ARTÍCULO:
+ + +

Sor Clelia, la cocinera (y más) del Colegio

 


Sus ojos se cerraron el pasado día de Nochebuena, mientras a su alrededor sonaban villancicos, por ejemplo, Caro Gesù Bambino (ese villancico que los frailes italianos nos enseñaron en la Navidad de 1971). A los centenares de alumnos del Colegio San José de Aguilar de Campoo, para los que ella fue cocinera y mucho más, la noticia de su muerte les habrá llegado en medio de una cena abundante y familiar, mazapanes y turrones, con un fondo musical de Campana sobre Campana o Los peces en el río.

Sor Clelia Capizzano era natural de la región de Calabria, donde había nacido en 1933. El 1 de enero hubiera cumplido 90 años. En España pasó cuatro décadas, repartidas entre el Colegio San José (Aguilar de Campo) y la Casa Santa Teresa (Madrid). Se dice pronto y bien. Pero cuarenta años son cuarenta años. Toda una vida de trabajo y de entrega. Otras guanelianas llegaron, pasaron un poco de tiempo, y regresaron a su patria italiana. Pero la Clelia permaneció aquí hasta el año 2008, hasta que sus fuerzas fueron mermando poco a poco y su cuerpo empezó a encogerse y a doblarse. En Roma transcurrió la última etapa de su vida. Al final, su cabeza vagaba y erraba por los territorios de la desmemoria, pero cuando alguien le hablaba de los buenos tiempos de Aguilar o de su querido hermano Juan Vaccari o de su inseparable Antonina, o le enseñaba fotos de sus años españoles, la atención regresaba, la luz volvía a sus ojos y la emoción despertaba en su corazón.

Nos sucederá a todos. Los años de la infancia y la juventud se graban en granito en letras indelebles, mientras que a medida que nuestra jornada terrena llega a su atardecer, los hechos son simples letras escritas en el agua. En 1968, la presencia de las monjas y frailes guanelianos en la Villa de Aguilar de Campoo era aún muy reciente, cuando una joven monja de 35 años se apeó en la estación ferroviaria de Burgos; allí la esperaba el hermano Juan, para acercarla a su destino, el Colegio San José, donde se hizo cargo de la cocina. “Ahí está la cocina”, parece que le dijeron. Una cocina en un semisótano, gris y desangelada. “Y ahí está el comedor”, con un centenar de chavales que querían saciar sus insaciables estómagos de adolescentes inquietos, deportistas y un poco trastos.

+ + +

SECCIÓN DE DATOS:
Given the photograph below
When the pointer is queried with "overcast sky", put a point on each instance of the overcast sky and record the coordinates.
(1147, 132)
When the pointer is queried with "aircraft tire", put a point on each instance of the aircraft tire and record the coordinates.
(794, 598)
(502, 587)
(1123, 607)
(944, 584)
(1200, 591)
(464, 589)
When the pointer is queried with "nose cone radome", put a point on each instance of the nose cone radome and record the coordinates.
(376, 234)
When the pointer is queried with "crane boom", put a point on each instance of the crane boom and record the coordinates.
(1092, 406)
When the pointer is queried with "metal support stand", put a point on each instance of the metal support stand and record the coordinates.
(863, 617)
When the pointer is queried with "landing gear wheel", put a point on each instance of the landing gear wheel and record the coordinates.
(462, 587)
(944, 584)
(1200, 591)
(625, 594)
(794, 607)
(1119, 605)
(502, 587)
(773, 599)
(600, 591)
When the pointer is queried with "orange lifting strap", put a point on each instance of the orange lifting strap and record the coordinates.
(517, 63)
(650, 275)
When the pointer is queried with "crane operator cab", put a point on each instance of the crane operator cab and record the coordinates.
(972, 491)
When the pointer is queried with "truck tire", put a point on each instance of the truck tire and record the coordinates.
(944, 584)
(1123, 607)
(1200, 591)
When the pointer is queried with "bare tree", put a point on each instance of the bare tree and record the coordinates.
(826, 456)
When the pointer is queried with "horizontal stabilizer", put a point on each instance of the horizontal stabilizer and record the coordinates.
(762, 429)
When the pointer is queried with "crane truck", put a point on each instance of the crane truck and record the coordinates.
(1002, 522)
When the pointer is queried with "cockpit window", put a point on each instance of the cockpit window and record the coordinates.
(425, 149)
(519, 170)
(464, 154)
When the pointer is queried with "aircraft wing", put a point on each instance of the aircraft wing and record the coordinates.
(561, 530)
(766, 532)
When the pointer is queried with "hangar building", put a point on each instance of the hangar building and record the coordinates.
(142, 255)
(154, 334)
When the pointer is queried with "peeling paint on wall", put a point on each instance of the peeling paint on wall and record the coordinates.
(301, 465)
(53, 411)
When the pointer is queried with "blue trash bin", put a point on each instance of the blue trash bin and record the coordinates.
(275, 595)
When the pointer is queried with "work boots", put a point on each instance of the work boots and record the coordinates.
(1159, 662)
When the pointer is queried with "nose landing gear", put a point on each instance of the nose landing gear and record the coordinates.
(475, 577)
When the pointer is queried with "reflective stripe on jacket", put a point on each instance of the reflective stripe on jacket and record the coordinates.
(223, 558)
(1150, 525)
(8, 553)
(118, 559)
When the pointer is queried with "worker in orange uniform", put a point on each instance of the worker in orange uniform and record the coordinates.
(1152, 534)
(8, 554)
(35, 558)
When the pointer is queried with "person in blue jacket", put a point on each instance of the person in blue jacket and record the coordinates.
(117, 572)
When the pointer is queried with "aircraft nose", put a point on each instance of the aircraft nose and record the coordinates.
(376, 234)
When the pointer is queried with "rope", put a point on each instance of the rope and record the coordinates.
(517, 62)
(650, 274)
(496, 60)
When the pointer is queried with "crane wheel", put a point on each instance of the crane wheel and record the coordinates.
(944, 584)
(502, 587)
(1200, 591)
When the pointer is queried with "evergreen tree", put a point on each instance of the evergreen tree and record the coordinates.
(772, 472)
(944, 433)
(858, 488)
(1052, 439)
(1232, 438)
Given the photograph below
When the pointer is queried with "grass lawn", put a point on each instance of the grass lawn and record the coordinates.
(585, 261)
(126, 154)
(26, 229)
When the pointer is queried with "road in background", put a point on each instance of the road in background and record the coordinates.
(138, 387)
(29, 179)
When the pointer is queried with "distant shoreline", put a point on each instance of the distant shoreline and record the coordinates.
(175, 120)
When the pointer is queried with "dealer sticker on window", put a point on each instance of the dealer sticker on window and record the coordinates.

+ + +

INSTRUCCIONES:
Responde según el artículo sobre Sor Clelia:
1. ¿En qué región nació?
2. ¿Hasta qué año permaneció en España?
3. ¿En qué estación ferroviaria se apeó en 1968?

SOLUCIÓN:
1. En Calabria.
2. Hasta 2008.
3. En la de Burgos.